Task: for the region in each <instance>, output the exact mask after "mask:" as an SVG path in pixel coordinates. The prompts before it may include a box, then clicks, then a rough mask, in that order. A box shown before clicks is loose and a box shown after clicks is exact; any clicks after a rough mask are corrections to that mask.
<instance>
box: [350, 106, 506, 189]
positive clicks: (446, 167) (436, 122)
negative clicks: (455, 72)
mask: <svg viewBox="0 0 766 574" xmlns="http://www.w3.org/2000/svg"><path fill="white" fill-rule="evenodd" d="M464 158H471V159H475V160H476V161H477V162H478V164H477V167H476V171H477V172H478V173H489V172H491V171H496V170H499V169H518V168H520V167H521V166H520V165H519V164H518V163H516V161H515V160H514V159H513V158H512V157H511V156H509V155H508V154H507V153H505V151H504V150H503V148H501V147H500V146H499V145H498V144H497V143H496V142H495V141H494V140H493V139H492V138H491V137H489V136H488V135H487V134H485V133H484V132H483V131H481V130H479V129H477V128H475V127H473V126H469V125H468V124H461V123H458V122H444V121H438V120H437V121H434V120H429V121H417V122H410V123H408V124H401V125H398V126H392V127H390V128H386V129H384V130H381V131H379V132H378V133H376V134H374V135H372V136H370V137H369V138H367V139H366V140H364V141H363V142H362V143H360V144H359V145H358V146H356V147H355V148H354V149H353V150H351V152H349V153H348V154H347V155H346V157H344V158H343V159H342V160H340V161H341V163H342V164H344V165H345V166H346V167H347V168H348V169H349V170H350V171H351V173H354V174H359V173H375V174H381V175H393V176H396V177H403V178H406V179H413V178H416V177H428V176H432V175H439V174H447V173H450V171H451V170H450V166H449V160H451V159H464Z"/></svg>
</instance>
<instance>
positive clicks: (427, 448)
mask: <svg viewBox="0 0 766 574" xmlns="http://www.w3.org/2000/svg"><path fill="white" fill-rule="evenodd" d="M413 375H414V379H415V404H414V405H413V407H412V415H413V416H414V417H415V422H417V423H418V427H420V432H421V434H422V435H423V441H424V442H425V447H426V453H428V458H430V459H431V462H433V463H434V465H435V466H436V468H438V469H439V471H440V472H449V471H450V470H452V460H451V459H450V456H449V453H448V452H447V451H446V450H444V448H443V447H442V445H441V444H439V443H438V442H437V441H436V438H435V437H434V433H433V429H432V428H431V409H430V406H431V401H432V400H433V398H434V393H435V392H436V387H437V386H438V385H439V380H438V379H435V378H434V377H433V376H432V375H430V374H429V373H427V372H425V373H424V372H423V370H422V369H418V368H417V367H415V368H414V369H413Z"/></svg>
__________________________________________________
* [To do]: Nothing beyond the lines from the start of the entries through the line with "positive clicks: (446, 167) (436, 122)" should appear. Repeat those lines exactly, both ends included.

* [Response to this task]:
Task: for the region in each <instance>, output the exact mask after "mask:" as an SVG path in pixel coordinates. The prompts before it may include a box, then clicks, then a rough mask, in that order. A box shown before clicks is loose and a box shown after clicks is exact; any clicks after a rough mask are corrections to that mask.
<instance>
box: [350, 106, 506, 189]
positive clicks: (446, 167) (436, 122)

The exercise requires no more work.